Can you show every line of the items below that contains the word "brass"?
— Start Supplied records —
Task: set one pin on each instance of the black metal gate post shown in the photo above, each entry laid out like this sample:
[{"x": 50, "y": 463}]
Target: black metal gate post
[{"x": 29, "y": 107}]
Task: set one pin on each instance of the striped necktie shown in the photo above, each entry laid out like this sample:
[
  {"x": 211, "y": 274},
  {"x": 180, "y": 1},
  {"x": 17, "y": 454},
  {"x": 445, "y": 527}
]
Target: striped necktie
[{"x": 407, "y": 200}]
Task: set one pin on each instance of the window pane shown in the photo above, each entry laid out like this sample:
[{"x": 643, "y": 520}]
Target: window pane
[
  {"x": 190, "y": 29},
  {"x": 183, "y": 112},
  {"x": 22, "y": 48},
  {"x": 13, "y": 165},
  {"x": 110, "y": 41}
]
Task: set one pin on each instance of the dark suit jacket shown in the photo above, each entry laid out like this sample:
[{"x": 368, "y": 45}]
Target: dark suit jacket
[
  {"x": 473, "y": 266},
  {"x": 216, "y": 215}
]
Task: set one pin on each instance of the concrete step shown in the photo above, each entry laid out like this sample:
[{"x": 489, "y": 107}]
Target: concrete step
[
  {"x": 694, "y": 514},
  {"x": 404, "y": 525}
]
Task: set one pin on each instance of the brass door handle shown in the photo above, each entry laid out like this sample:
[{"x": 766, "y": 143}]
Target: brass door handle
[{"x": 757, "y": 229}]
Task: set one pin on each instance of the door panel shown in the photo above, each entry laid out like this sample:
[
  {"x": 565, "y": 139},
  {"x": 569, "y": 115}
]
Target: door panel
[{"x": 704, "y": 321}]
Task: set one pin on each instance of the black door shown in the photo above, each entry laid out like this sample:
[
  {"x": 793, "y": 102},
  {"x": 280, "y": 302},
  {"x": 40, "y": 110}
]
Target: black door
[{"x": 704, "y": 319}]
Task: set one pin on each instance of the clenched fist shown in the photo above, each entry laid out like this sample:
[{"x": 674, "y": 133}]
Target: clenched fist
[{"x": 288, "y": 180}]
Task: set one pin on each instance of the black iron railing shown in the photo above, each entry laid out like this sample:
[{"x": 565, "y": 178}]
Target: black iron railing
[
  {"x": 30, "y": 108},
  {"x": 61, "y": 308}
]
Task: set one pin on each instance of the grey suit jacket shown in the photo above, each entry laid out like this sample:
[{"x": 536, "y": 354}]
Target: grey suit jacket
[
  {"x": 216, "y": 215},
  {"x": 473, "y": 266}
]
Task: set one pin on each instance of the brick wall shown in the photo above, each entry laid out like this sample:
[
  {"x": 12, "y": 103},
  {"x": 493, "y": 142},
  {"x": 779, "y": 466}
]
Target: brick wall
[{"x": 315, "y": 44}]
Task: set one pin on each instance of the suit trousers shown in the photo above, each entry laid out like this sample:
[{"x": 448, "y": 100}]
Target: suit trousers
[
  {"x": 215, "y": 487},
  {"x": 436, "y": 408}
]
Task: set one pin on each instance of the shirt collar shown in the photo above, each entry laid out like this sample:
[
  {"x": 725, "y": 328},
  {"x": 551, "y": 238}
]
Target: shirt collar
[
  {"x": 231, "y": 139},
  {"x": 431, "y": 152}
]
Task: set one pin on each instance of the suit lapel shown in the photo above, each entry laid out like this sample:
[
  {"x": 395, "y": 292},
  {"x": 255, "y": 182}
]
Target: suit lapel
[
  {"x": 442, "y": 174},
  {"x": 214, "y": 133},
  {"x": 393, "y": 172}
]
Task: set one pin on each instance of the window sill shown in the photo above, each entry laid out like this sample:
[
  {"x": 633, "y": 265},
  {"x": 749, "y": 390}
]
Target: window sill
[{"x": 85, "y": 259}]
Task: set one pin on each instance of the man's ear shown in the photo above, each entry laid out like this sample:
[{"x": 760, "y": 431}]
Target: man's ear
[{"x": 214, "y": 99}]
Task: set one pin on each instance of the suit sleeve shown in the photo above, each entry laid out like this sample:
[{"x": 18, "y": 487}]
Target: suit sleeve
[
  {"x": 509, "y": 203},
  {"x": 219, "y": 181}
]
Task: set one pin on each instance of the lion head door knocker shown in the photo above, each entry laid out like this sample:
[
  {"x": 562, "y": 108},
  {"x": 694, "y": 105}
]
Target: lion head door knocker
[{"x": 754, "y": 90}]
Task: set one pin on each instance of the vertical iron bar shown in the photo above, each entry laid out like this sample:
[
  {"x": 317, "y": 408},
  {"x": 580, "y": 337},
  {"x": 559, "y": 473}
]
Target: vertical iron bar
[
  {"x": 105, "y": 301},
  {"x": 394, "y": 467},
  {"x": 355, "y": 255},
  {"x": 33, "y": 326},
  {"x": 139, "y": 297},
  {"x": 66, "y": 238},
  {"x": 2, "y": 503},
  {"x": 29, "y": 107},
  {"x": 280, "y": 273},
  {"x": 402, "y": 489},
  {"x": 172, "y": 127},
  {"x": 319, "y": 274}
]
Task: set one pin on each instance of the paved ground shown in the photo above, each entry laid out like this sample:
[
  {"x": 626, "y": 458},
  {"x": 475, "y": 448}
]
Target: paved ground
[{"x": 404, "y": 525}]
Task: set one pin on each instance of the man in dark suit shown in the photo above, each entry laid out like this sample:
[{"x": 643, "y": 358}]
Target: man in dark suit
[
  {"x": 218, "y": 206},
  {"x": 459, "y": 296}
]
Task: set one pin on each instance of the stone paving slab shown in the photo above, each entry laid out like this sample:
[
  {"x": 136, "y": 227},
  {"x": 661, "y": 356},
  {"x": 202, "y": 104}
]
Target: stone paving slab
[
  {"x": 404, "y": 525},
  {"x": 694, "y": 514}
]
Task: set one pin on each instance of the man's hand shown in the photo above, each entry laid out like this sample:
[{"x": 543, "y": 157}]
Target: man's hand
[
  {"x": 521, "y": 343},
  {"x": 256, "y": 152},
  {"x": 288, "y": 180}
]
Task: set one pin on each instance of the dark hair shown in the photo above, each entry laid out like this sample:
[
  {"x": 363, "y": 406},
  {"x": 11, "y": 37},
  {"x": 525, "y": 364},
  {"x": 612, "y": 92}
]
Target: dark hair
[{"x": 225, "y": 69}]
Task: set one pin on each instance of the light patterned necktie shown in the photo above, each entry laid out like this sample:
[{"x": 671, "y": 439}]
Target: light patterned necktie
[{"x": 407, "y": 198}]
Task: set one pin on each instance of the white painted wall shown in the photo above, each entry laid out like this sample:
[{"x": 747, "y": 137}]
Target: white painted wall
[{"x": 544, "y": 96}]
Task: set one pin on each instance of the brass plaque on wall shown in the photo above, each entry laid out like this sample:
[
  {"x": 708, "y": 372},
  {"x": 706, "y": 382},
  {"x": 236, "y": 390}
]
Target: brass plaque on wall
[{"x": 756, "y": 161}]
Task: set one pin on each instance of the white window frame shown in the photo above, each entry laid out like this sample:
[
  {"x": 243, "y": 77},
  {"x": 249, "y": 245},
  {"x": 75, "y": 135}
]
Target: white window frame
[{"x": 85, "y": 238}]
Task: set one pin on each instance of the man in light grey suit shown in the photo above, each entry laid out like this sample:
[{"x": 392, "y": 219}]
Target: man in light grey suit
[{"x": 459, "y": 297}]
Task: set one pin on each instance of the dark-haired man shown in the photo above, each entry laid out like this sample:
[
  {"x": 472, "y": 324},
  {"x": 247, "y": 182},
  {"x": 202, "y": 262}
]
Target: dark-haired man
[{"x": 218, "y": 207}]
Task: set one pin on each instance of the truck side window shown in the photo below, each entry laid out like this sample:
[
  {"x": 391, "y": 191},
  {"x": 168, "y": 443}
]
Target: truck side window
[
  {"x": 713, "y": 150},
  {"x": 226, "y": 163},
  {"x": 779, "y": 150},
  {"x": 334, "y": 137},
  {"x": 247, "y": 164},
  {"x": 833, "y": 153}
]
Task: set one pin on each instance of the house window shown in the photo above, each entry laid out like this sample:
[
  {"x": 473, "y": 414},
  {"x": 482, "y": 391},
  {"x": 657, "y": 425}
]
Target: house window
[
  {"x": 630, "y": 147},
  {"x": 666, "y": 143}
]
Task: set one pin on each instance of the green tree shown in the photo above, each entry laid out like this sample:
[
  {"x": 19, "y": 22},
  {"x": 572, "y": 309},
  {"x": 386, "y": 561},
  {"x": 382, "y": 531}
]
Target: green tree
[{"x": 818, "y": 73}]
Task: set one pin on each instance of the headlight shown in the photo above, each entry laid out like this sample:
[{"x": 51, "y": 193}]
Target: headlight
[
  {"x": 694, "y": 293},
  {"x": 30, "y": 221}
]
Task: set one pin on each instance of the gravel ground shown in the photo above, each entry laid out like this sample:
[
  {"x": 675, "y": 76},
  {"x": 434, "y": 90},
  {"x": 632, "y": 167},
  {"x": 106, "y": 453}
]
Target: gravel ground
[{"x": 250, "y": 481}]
— End Supplied records —
— Start Supplied records —
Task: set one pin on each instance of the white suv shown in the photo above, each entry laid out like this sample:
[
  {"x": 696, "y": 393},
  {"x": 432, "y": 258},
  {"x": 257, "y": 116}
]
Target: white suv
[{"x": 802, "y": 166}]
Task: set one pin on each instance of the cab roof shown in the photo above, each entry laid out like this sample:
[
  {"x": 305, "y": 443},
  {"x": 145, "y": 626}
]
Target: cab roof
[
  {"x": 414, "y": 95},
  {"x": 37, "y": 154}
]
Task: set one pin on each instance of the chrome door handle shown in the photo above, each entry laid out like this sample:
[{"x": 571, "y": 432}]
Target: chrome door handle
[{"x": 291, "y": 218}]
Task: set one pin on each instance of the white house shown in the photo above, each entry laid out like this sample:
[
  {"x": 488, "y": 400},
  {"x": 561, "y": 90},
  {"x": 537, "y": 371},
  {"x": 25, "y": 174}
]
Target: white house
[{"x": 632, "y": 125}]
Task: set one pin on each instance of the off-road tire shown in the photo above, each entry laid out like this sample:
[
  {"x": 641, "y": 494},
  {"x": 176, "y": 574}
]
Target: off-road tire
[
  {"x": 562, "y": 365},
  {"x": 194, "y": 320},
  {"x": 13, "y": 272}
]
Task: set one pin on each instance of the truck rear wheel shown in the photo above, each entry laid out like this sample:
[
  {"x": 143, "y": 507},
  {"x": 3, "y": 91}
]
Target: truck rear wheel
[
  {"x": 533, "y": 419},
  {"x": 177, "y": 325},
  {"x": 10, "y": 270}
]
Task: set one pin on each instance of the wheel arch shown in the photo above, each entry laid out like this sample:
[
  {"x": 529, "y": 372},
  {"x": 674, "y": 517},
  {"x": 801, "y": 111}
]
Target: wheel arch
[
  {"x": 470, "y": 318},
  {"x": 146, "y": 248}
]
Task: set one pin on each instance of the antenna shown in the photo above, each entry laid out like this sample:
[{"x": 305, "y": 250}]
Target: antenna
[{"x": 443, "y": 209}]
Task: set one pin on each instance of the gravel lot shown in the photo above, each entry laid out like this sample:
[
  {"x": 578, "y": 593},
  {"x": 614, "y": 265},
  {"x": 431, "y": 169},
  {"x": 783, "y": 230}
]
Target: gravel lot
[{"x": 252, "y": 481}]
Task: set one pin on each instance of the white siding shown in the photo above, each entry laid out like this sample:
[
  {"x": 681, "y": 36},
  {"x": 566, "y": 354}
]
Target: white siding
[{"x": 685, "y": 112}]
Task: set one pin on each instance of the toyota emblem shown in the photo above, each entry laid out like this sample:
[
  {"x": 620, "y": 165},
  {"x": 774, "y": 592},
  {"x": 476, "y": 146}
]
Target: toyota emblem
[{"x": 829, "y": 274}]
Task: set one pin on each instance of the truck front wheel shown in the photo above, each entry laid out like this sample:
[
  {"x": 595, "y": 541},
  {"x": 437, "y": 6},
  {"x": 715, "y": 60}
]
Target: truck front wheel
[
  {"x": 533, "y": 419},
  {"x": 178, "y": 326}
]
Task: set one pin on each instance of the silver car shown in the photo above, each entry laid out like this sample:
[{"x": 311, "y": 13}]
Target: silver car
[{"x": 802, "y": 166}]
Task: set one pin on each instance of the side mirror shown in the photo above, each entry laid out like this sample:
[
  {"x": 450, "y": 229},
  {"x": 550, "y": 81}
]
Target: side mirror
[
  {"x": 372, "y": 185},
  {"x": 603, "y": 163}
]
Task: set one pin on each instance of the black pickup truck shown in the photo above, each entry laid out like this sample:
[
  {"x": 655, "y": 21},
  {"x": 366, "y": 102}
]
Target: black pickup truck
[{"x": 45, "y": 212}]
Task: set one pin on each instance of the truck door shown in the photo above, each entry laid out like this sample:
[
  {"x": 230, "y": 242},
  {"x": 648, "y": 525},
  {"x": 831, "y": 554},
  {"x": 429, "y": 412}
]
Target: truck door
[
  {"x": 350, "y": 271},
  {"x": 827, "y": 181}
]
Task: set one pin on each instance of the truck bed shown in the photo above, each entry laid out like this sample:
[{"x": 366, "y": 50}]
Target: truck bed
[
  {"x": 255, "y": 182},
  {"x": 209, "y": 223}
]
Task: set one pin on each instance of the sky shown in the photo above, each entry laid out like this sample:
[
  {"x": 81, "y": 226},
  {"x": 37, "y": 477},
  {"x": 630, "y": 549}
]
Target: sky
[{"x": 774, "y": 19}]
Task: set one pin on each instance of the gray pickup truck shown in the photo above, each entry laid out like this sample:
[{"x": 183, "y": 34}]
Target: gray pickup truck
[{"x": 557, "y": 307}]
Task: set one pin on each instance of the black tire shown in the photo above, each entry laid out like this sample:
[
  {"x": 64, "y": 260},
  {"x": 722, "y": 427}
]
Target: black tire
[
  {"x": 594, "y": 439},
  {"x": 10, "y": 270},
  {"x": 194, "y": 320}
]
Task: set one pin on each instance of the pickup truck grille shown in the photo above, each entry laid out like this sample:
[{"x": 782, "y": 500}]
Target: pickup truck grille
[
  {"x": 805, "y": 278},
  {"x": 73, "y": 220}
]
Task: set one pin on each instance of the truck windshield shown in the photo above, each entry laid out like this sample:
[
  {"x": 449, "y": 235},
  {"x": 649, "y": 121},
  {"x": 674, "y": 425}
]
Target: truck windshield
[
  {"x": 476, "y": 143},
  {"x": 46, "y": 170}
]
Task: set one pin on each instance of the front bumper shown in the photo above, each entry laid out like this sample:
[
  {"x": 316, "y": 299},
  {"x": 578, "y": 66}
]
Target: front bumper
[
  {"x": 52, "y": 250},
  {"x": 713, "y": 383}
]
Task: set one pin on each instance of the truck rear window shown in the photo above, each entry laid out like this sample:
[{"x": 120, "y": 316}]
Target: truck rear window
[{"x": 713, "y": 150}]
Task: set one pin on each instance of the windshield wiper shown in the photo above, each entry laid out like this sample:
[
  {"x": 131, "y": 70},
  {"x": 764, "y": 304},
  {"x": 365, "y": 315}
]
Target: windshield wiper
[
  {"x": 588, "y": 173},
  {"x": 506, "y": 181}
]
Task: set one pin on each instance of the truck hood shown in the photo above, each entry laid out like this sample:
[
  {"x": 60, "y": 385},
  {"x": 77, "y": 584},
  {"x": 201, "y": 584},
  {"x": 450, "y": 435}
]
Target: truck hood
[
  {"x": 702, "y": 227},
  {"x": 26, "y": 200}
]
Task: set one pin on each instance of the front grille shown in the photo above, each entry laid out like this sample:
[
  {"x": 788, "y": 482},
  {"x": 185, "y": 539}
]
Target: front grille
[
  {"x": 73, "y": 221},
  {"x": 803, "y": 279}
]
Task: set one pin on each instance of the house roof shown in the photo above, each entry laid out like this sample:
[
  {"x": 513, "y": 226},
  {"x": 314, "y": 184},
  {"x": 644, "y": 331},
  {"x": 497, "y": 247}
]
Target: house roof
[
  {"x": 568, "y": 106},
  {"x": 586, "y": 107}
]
— End Supplied records —
## Answer below
Task: set one pin on each instance of the brass door handle shown in the photo above, each entry laid out like this sample:
Target: brass door handle
Task: set one pin on each instance of the brass plaque on wall shown in the photo above, each entry laid out like this sample:
Target: brass plaque on wall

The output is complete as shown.